_WRITTEN TASK 1:_ In the dataset listing, rewrite the lines between the ones holding "Report one point per instance of the orange" and "[(134, 194)]", inclusive, with "headland" changed to "cliff" and nothing else altered.
******
Our Corporate Governance Principles provide that at least three-quarters of the Board members should qualify as independent directors at any time. Other than Mr. Sullivan, all of our current directors are independent, as determined in accordance with NYSE listing standards.

Executive Sessions

Executive sessions of our non-employee directors are held in conjunction with each regular Board of Directors meeting and may be held at other times as circumstances warrant. Our Lead Independent Director chairs these executive sessions. John V. Murphy currently serves as our Lead Independent Director.

Annual Board of Directors Evaluations

    1 Annual
Self-Evaluations
To ensure that the Board of Directors and each committee functions effectively, annual self-evaluations are conducted to identify and assess areas for improvements.    
2 Areas
of Focus
The assessments focus on the performance, effectiveness, process and composition of the Board of Directors and each committee.
3 Independent
Oversight
The Lead Independent Director leads the Board of Directors’ evaluation process and shares the results of the evaluations and feedback received with the Board.
4 Presentation
of Findings
The chair of each committee leads the evaluation process for that committee and shares the results with the other committee members and the Board.
******
_WRITTEN TASK 2:_ In the corporate governance text, who currently serves as Lead Independent Director?

[Dataset items]
******
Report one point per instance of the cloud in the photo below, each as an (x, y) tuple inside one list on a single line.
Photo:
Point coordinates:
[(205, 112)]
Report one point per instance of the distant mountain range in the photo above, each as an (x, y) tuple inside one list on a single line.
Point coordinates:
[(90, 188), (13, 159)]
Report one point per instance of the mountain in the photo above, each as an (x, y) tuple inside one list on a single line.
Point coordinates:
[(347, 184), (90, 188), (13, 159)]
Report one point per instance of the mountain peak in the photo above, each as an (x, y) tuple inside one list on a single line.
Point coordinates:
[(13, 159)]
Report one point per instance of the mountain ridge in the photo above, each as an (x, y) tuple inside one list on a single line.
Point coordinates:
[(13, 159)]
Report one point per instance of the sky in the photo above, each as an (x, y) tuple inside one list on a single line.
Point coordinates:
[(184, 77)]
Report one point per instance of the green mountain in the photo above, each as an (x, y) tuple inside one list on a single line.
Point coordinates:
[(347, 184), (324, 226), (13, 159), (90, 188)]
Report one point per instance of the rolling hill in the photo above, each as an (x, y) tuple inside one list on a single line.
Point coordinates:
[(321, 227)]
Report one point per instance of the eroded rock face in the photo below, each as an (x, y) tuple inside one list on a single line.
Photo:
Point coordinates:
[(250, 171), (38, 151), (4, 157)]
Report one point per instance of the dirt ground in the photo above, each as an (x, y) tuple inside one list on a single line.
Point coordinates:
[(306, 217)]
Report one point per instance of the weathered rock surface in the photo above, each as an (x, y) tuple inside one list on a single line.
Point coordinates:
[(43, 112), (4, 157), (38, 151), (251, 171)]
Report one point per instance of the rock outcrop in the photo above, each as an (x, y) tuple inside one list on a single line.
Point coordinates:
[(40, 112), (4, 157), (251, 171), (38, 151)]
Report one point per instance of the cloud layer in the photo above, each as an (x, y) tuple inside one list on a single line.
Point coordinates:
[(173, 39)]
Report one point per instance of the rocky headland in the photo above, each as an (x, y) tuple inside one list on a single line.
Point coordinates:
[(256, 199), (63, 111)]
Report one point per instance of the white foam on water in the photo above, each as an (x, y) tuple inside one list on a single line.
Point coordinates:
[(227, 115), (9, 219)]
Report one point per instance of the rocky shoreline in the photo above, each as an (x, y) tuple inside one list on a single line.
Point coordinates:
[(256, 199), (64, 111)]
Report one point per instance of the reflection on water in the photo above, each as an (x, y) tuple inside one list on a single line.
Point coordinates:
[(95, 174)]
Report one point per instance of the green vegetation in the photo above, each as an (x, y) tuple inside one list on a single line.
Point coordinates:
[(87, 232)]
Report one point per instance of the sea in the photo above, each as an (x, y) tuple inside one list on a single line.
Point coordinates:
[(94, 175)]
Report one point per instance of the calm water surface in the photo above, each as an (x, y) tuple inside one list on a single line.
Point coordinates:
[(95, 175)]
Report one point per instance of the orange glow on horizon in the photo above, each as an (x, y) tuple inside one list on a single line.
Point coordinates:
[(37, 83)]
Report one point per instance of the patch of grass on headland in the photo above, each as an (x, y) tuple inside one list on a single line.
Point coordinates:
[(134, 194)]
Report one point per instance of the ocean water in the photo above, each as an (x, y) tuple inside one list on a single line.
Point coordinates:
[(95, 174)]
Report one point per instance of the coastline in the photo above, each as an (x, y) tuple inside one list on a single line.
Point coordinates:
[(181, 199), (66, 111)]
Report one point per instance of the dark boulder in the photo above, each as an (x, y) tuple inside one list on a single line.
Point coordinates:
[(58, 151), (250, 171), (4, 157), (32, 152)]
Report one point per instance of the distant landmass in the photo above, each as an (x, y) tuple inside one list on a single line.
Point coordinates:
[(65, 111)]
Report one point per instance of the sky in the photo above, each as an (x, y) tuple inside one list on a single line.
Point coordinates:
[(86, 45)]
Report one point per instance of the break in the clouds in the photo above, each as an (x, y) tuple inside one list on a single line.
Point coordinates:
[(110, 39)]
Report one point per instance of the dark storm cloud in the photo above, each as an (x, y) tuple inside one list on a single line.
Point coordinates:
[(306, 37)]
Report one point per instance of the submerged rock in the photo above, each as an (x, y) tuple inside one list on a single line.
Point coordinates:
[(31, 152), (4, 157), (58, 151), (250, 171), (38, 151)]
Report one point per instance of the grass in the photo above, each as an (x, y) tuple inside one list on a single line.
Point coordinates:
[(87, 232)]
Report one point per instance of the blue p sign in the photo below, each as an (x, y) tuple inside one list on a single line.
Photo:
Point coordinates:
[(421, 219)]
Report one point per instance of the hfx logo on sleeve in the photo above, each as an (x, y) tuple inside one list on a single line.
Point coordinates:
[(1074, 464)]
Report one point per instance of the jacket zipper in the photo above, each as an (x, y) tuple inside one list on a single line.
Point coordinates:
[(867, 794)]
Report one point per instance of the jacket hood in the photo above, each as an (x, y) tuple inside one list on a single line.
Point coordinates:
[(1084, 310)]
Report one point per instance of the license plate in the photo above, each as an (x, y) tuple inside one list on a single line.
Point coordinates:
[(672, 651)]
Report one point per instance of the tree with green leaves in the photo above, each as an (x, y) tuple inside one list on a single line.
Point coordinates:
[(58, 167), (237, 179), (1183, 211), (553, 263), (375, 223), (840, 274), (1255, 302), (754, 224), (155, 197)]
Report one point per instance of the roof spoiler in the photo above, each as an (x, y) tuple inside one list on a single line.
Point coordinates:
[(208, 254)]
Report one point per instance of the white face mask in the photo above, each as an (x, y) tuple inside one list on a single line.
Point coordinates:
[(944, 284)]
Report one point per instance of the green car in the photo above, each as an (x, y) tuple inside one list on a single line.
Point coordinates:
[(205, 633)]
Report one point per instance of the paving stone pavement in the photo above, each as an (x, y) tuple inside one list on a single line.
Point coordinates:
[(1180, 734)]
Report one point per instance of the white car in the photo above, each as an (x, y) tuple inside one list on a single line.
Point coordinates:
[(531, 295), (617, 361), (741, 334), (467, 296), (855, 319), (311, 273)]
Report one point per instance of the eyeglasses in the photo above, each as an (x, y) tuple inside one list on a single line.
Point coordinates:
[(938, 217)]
******
_OUTPUT 1:_
Report one point per instance of the orange glow on horizon in the photo above, each as an (x, y) tuple inside one list on a single line.
Point coordinates:
[(37, 83)]
Report one point per instance of the patch of grass on cliff in the photo above, each as an (x, y) tuple inside one list on a single line.
Point coordinates:
[(134, 194)]

_OUTPUT 2:_ John V. Murphy